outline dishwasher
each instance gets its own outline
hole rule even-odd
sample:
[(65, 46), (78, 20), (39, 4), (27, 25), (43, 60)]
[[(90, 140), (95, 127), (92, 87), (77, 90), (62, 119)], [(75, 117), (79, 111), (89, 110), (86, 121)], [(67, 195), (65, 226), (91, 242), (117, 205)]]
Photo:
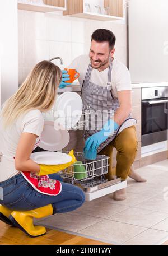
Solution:
[[(83, 106), (81, 119), (76, 125), (70, 129), (77, 130), (81, 129), (81, 127), (87, 127), (90, 114), (90, 107)], [(52, 110), (47, 113), (43, 113), (43, 115), (44, 120), (54, 122), (55, 120), (57, 113), (55, 114), (55, 110)], [(58, 151), (68, 153), (68, 151), (63, 151), (62, 149)], [(108, 156), (98, 154), (95, 160), (90, 160), (85, 158), (84, 153), (74, 152), (74, 155), (77, 161), (82, 162), (85, 167), (85, 178), (82, 179), (76, 178), (74, 164), (58, 173), (63, 178), (63, 182), (80, 187), (84, 192), (86, 201), (92, 201), (127, 187), (127, 181), (121, 180), (119, 177), (115, 176), (112, 180), (108, 180), (106, 178), (106, 174), (108, 172), (109, 166)]]

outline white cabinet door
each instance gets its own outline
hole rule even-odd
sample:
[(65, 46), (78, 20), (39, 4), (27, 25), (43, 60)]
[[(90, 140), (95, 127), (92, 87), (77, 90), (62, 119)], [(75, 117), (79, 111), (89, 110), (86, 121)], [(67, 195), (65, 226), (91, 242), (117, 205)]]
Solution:
[(17, 1), (0, 1), (1, 104), (18, 90)]

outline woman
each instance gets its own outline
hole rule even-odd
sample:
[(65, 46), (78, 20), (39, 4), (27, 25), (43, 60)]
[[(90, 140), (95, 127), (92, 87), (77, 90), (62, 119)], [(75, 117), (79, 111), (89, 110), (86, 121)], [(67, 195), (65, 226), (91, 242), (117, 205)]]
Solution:
[[(85, 201), (83, 191), (63, 183), (58, 174), (43, 176), (54, 185), (55, 194), (49, 195), (37, 191), (24, 175), (29, 173), (38, 182), (36, 174), (45, 173), (45, 166), (37, 164), (30, 156), (43, 129), (41, 112), (52, 108), (62, 79), (57, 66), (48, 61), (40, 62), (5, 103), (0, 115), (0, 191), (3, 190), (0, 218), (33, 237), (46, 233), (44, 227), (34, 226), (34, 217), (71, 211)], [(45, 167), (48, 171), (50, 166)]]

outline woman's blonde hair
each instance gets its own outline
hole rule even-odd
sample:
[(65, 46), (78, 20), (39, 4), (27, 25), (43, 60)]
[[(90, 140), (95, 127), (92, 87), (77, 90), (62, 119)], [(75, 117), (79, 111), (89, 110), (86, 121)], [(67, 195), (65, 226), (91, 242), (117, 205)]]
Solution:
[(4, 103), (2, 110), (4, 128), (33, 109), (49, 111), (54, 104), (62, 72), (54, 64), (42, 61), (28, 75), (18, 90)]

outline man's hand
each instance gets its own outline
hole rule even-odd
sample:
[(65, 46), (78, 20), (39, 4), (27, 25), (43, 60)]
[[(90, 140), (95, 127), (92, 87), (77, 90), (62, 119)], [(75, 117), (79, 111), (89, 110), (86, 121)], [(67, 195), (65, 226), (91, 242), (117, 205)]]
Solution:
[(60, 85), (59, 86), (59, 88), (64, 88), (67, 85), (72, 85), (72, 83), (66, 82), (66, 81), (70, 80), (69, 75), (68, 74), (68, 72), (66, 70), (62, 70), (62, 79), (61, 83), (60, 83)]
[(86, 150), (94, 152), (109, 136), (114, 134), (114, 131), (118, 127), (119, 125), (115, 122), (112, 119), (109, 120), (101, 131), (92, 135), (86, 140), (85, 142)]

* * * * * * * * *

To do: Rewrite all of the material above as a numbered list, one line per item, without the blank lines. Leave the pictures out.

The response:
1. outline dishwasher
2. each instance gets its own outline
3. hole rule even-odd
4. sample:
5. [(65, 46), (78, 20), (39, 4), (27, 25), (43, 60)]
6. [[(90, 140), (95, 127), (92, 87), (77, 90), (62, 119)], [(75, 117), (79, 111), (89, 110), (86, 121)], [(67, 195), (65, 226), (91, 242), (117, 205)]]
7. Photo:
8. Solution:
9. [[(83, 106), (81, 119), (76, 125), (70, 129), (77, 130), (81, 129), (81, 127), (87, 127), (90, 114), (90, 107)], [(52, 110), (47, 113), (43, 113), (43, 115), (44, 120), (54, 122), (55, 120), (57, 113), (55, 114), (55, 110)], [(58, 151), (68, 153), (68, 151), (63, 151), (62, 149)], [(108, 156), (98, 154), (95, 160), (90, 160), (85, 158), (84, 153), (74, 152), (74, 155), (77, 161), (82, 162), (85, 167), (85, 178), (82, 179), (76, 178), (74, 164), (58, 173), (63, 178), (63, 182), (80, 187), (84, 192), (86, 201), (92, 201), (127, 187), (127, 181), (121, 180), (119, 177), (115, 176), (112, 180), (108, 180), (106, 178), (106, 174), (108, 172), (109, 166)]]
10. outline white cabinet door
11. each instance gets its own outline
12. hole rule even-odd
13. sample:
14. [(65, 46), (78, 20), (39, 4), (27, 25), (43, 60)]
15. [[(90, 140), (95, 127), (92, 87), (77, 90), (62, 119)], [(75, 117), (79, 111), (89, 110), (86, 121)], [(67, 195), (65, 226), (91, 242), (117, 205)]]
16. Solution:
17. [(17, 1), (0, 1), (1, 104), (18, 90)]
18. outline woman
19. each instance gets its own outline
20. hole rule even-odd
21. sample:
22. [(65, 46), (78, 20), (39, 4), (27, 25), (43, 60)]
23. [[(90, 140), (95, 127), (92, 87), (77, 90), (62, 119)], [(75, 117), (79, 111), (89, 110), (86, 121)], [(67, 195), (65, 226), (91, 242), (117, 205)]]
24. Solution:
25. [[(85, 201), (83, 191), (63, 183), (58, 174), (43, 176), (54, 185), (55, 194), (49, 195), (37, 191), (24, 175), (29, 173), (38, 182), (36, 174), (45, 173), (45, 166), (37, 164), (30, 156), (43, 129), (41, 112), (52, 108), (62, 79), (57, 66), (48, 61), (40, 62), (5, 103), (0, 115), (0, 191), (3, 190), (0, 218), (33, 237), (46, 233), (44, 227), (34, 226), (34, 217), (71, 211)], [(45, 167), (48, 171), (50, 166)]]
26. outline woman's blonde hair
27. each instance gets its own outline
28. hole rule even-odd
29. sample:
30. [(65, 46), (78, 20), (39, 4), (27, 25), (43, 60)]
31. [[(90, 140), (95, 127), (92, 87), (77, 90), (62, 119)], [(75, 117), (79, 111), (89, 110), (86, 121)], [(67, 195), (65, 226), (91, 242), (117, 205)]]
32. Solution:
33. [(4, 103), (2, 110), (4, 128), (33, 109), (49, 111), (54, 104), (62, 72), (54, 64), (42, 61), (28, 75), (18, 90)]
34. outline man's hand
35. each instance gets its own outline
36. hole rule even-odd
37. sample:
38. [(65, 46), (78, 20), (39, 4), (27, 25), (43, 60)]
39. [[(90, 140), (95, 127), (92, 87), (77, 90), (62, 119)], [(75, 117), (79, 111), (89, 110), (86, 121)], [(67, 195), (65, 226), (91, 242), (117, 205)]]
40. Solution:
41. [(60, 85), (59, 86), (59, 88), (64, 88), (67, 85), (72, 85), (72, 83), (66, 82), (66, 81), (70, 80), (69, 75), (68, 74), (68, 72), (66, 70), (62, 70), (62, 79), (61, 83), (60, 83)]
42. [(86, 150), (94, 152), (109, 136), (114, 134), (114, 131), (118, 127), (119, 125), (115, 122), (112, 119), (109, 120), (101, 131), (92, 135), (86, 140), (85, 142)]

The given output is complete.